=== Section Start ===
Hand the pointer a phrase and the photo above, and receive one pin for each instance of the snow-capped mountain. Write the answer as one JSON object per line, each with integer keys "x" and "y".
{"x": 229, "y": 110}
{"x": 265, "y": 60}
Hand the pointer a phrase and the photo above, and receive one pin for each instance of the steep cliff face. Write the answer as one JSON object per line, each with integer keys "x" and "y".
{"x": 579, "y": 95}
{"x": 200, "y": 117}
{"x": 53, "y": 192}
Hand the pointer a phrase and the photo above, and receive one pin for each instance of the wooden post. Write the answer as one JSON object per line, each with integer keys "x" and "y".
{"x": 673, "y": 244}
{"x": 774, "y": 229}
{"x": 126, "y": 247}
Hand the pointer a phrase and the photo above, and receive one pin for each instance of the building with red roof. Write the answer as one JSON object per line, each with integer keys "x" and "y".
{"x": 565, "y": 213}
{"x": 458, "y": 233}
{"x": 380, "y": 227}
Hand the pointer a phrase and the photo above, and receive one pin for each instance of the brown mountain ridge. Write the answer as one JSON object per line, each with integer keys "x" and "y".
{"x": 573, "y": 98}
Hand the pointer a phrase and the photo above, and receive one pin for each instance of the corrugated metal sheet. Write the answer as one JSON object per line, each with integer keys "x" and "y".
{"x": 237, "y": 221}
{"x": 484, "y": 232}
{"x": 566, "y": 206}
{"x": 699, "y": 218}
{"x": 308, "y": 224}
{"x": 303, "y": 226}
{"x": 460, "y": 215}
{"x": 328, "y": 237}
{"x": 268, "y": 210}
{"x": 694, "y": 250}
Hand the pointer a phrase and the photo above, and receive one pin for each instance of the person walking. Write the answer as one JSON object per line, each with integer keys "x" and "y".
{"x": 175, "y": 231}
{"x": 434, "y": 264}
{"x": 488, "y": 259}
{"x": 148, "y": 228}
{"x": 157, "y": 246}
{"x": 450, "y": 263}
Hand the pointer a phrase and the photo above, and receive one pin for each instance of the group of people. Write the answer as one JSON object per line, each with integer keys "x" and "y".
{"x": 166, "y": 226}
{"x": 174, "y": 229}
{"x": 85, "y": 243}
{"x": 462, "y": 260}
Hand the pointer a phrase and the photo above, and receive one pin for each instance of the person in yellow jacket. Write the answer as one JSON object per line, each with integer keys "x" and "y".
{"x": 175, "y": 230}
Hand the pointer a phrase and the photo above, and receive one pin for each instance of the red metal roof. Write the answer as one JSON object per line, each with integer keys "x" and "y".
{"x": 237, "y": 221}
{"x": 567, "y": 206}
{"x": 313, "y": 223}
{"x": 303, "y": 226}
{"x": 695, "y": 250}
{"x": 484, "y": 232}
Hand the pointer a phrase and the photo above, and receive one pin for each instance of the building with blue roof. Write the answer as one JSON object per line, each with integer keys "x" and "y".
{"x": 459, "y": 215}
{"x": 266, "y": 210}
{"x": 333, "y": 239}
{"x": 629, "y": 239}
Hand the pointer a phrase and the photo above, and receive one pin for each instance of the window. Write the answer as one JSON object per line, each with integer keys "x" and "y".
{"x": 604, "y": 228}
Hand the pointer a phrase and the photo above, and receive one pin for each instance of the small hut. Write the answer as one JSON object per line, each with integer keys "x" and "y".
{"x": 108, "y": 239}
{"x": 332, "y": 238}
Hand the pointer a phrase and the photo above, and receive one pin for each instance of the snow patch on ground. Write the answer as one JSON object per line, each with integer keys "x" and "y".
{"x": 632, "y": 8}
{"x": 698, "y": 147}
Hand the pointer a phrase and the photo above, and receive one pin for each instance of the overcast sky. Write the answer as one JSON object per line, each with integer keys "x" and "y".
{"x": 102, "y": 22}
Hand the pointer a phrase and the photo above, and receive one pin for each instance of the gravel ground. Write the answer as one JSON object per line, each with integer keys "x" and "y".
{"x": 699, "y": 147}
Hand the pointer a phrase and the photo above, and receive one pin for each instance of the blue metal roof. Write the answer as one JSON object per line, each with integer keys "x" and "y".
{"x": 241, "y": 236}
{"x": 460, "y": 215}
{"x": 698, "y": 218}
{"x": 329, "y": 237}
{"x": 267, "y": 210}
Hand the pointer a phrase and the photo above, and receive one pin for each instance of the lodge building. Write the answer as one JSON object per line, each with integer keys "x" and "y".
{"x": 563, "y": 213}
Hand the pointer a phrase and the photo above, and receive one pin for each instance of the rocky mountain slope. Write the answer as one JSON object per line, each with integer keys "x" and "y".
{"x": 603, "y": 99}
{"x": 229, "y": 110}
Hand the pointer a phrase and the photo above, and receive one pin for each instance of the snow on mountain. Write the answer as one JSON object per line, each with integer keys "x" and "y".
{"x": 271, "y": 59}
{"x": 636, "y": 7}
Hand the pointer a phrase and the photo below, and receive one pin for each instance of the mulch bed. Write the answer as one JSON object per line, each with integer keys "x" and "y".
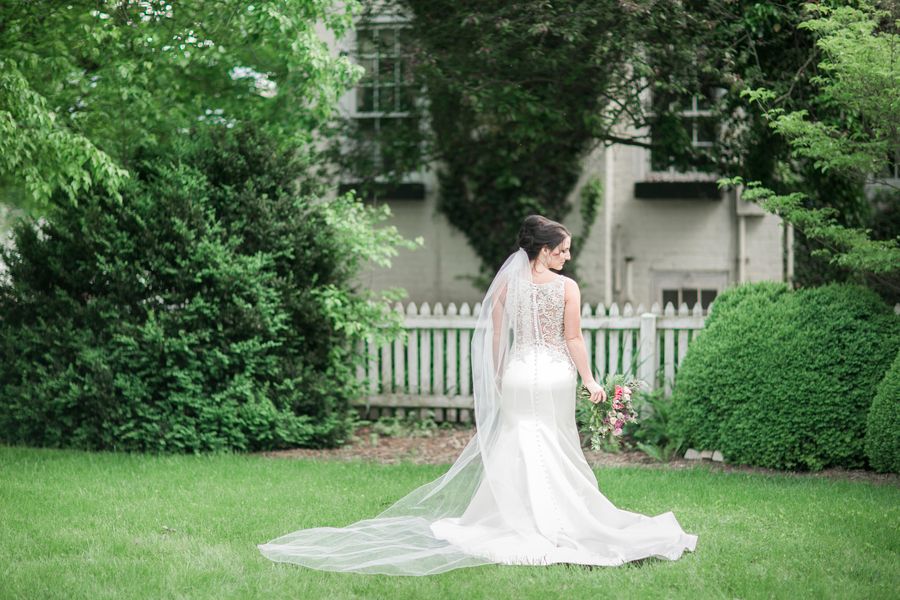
=== Section End ===
Retype the data exactly; images stay out.

Hand the pointer a phrase and the photo above, and receive one pin for each instance of the snow-capped mountain. Write the answer as one JSON object per line, each with integer keys "x" and "y".
{"x": 229, "y": 110}
{"x": 265, "y": 60}
Hand the pointer a phrase and the photo above, and receive one pin for each instance of the steep cliff face. Write the answer as one JSON object per line, each with integer keys "x" and "y".
{"x": 579, "y": 95}
{"x": 200, "y": 117}
{"x": 53, "y": 192}
Hand the pointer a phrase and the photo above, and receive one pin for each instance of the wooden post. Write the answer as one JSON object per line, each with integer keys "x" and "y".
{"x": 673, "y": 244}
{"x": 774, "y": 229}
{"x": 126, "y": 247}
Hand the pointer a phrase and the photo above, and receive one pin for each instance of the building with red roof. Write the answer as one JSON object per line, each with integer keys "x" and "y".
{"x": 565, "y": 213}
{"x": 458, "y": 233}
{"x": 380, "y": 227}
Hand the pointer a phrase and the photo above, and receive one pin for each instance of the brown mountain ridge. Write the answer as one JSON object per line, each with integer keys "x" and "y".
{"x": 573, "y": 98}
Hand the pointer a phrase and the photo above, and receive one pin for each instance of the corrugated metal sheet. Write the answer as one JSON object per line, each with integer keys "x" and "y".
{"x": 237, "y": 221}
{"x": 484, "y": 232}
{"x": 566, "y": 206}
{"x": 699, "y": 218}
{"x": 308, "y": 224}
{"x": 303, "y": 226}
{"x": 460, "y": 215}
{"x": 328, "y": 237}
{"x": 268, "y": 210}
{"x": 694, "y": 250}
Hand the pointer a phrase and the photo above, and receive one pin for each instance of the person walking. Write the answer as one JSON object per line, each with integer keys "x" and "y".
{"x": 175, "y": 231}
{"x": 434, "y": 264}
{"x": 488, "y": 259}
{"x": 148, "y": 228}
{"x": 157, "y": 246}
{"x": 450, "y": 263}
Hand the pointer a phrase and the photo above, and receive one pin for each instance of the group of people. Write the answer as one JSON object per line, each with integer keys "x" and "y".
{"x": 166, "y": 226}
{"x": 174, "y": 229}
{"x": 85, "y": 243}
{"x": 462, "y": 260}
Hand the pointer a phrase and the photo above, and receive one pin for each instance of the person in yellow jacket. Write the answer as one JSON object per line, each with integer keys "x" and "y".
{"x": 175, "y": 230}
Hand the pointer a phrase and the photo above, and receive one pin for each instance of the red metal roof. Write the answer as one JSON object per line, each with integer keys "x" and "y".
{"x": 237, "y": 221}
{"x": 567, "y": 206}
{"x": 313, "y": 223}
{"x": 303, "y": 226}
{"x": 695, "y": 250}
{"x": 484, "y": 232}
Hand the pointer a phrase and the photo above, and receive one pin for each instance of the building with blue roof. Write the answer as one JSON object per line, each with integer keys "x" and "y".
{"x": 459, "y": 215}
{"x": 266, "y": 210}
{"x": 333, "y": 239}
{"x": 629, "y": 239}
Hand the pointer a phrase and the photo above, and receive one pin for each instance of the window. Write the answer as one JSON object per line, each with integer keys "x" and "y".
{"x": 604, "y": 228}
Hand the pointer a phrase and the photo above, and receive one pin for each instance of the small hut. Write the answer as one JSON object per line, each with integer keys "x" and "y".
{"x": 108, "y": 239}
{"x": 332, "y": 238}
Hand the pointer a phrase and the photo above, and receive one pin for each instance of the snow patch on ground. Write the answer as one JSON object per line, each with integer keys "x" and "y".
{"x": 632, "y": 8}
{"x": 698, "y": 147}
Hand the pointer a phrase and the photo above, and receive one pin for each instance of the overcast sky. Write the answer as one JSON object per line, each with integer keys "x" and "y".
{"x": 102, "y": 22}
Hand the pointer a phrase and the photo above, and receive one pin for each instance of the gravel ground. Write the answer as one JSON object per line, each with integer keys "x" and "y".
{"x": 699, "y": 147}
Hand the pointer a phrase and the photo above, and receive one pin for each instance of the blue metal roof. Write the answer as one JSON object per line, each with integer keys "x" and "y".
{"x": 241, "y": 236}
{"x": 460, "y": 215}
{"x": 698, "y": 218}
{"x": 329, "y": 237}
{"x": 267, "y": 210}
Hand the pointer a phrase and the photo above, and receive one pin for each instance of the lodge building. Write the answer as one JSON object per line, each with integer keys "x" and "y".
{"x": 563, "y": 213}
Hand the pointer a phrase and the photo above, and receive one pin for each instance of the rocky mountain slope. Write the answer as one JSON object per line, each with integer keys "x" and "y".
{"x": 603, "y": 99}
{"x": 229, "y": 110}
Hand the pointer a phrase and the photo above, and receive one pin for each instance of the snow on mountain. Write the answer as one JSON object per line, each with integer keys "x" and "y".
{"x": 271, "y": 59}
{"x": 636, "y": 7}
Hand the pointer a phrase and the photo below, and receive one pin for each instance of the mulch bed. Write the answer as one JSON object per line, each with integer keys "x" and "y".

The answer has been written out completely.